Phrase grounding data
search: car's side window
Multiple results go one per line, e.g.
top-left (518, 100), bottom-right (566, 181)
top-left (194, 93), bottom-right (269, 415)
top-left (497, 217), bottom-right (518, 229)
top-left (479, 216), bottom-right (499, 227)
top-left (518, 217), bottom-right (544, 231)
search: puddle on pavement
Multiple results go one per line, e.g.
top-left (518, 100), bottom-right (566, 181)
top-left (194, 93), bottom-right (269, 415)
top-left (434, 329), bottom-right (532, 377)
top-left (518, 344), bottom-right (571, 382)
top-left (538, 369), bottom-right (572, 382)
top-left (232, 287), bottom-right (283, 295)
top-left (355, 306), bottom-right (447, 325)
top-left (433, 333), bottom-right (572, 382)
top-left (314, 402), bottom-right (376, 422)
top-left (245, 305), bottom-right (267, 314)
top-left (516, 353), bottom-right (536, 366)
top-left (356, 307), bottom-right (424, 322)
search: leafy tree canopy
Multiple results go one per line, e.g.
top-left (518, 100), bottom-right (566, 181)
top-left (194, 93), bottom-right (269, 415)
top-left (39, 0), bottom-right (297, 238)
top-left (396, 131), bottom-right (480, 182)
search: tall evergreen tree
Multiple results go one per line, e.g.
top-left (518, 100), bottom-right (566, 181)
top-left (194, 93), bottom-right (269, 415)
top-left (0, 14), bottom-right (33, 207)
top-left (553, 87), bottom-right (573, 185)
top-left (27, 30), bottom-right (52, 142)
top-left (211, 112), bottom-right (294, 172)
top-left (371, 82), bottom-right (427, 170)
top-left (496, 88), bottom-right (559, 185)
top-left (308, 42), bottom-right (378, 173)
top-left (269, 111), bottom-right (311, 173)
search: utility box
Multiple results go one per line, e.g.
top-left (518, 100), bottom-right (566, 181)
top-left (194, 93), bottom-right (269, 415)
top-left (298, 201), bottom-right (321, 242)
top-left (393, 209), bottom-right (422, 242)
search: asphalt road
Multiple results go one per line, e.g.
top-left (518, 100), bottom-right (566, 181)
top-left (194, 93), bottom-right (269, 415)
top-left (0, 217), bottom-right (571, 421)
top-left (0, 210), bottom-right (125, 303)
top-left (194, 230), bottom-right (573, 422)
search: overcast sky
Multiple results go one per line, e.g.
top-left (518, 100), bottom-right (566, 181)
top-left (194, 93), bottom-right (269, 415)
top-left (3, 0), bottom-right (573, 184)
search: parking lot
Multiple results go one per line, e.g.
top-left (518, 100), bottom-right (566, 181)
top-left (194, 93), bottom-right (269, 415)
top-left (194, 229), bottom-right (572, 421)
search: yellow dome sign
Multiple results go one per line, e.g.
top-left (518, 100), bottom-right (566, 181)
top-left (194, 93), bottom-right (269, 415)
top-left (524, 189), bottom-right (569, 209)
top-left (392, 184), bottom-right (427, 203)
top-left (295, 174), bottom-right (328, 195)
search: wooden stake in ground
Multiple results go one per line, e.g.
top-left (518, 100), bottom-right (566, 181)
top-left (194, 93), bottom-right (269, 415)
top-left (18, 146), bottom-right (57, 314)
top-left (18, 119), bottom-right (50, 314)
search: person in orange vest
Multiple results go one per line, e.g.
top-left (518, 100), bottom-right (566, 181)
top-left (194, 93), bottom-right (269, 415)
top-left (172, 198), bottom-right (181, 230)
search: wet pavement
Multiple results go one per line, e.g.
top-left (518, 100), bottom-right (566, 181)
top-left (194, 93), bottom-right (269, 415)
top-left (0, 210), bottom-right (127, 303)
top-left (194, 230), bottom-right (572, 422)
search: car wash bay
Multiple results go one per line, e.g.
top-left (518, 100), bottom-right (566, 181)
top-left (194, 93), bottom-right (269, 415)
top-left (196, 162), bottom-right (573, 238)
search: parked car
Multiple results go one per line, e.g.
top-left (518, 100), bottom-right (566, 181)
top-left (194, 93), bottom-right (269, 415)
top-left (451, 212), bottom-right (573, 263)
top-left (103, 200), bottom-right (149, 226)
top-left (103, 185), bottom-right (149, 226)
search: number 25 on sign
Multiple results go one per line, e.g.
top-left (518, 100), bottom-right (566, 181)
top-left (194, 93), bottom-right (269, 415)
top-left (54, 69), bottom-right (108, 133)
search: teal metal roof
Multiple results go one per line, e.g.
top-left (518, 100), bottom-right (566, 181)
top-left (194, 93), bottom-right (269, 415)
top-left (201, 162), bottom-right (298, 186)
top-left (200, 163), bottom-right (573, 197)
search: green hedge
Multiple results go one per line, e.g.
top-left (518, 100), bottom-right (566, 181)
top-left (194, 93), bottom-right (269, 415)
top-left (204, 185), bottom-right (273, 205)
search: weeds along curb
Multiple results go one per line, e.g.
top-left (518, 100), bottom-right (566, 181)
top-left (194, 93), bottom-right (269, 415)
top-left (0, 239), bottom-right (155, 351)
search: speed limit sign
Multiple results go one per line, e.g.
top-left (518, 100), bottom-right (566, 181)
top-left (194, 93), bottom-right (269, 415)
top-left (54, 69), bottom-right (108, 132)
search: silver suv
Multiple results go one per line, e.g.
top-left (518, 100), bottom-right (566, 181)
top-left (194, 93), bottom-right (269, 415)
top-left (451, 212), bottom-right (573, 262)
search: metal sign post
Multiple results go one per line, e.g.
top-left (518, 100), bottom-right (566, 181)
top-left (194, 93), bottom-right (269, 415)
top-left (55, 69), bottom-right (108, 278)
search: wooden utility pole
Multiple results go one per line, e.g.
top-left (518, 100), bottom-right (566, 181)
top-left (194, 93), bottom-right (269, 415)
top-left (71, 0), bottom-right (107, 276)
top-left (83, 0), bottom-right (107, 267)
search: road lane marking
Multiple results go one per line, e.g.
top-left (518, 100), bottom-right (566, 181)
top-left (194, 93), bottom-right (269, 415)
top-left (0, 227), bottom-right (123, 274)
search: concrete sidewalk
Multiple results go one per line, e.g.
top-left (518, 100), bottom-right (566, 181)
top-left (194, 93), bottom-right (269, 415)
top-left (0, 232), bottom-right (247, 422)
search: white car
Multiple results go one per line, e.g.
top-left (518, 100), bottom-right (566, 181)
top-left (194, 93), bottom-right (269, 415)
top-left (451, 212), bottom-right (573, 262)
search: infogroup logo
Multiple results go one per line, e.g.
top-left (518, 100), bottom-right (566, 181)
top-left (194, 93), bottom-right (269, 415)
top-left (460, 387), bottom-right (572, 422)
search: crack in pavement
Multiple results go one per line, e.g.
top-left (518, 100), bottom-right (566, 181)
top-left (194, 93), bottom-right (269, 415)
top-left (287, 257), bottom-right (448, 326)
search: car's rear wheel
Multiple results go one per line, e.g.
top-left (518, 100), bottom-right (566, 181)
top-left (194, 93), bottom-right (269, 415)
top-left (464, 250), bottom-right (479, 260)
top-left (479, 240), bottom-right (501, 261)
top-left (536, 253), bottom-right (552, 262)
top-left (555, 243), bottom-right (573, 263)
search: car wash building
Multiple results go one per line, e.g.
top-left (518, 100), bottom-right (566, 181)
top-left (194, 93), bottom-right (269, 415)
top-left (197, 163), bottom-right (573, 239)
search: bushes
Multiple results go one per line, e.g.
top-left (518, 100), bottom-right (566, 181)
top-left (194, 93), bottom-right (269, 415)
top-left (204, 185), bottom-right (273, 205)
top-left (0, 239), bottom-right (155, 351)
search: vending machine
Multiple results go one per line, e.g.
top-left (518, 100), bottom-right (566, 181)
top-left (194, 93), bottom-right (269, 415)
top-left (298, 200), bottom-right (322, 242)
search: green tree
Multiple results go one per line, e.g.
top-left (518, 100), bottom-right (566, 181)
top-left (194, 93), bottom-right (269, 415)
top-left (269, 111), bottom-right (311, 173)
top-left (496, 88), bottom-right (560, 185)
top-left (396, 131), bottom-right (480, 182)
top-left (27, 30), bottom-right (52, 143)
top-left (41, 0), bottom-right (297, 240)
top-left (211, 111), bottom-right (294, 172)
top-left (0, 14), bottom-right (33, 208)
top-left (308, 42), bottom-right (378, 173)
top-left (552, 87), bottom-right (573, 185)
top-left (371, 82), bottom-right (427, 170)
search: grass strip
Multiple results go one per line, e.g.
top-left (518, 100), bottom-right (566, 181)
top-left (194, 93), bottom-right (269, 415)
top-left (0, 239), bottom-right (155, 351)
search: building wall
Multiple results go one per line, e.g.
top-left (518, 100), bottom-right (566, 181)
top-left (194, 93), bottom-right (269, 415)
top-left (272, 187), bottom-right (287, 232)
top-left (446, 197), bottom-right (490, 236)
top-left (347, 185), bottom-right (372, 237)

### WHAT NEEDS TO BE DONE
Among the records, find the lines that contain "road" and copy each of them.

### FINISHED TASK
search: asphalt road
search: road lane marking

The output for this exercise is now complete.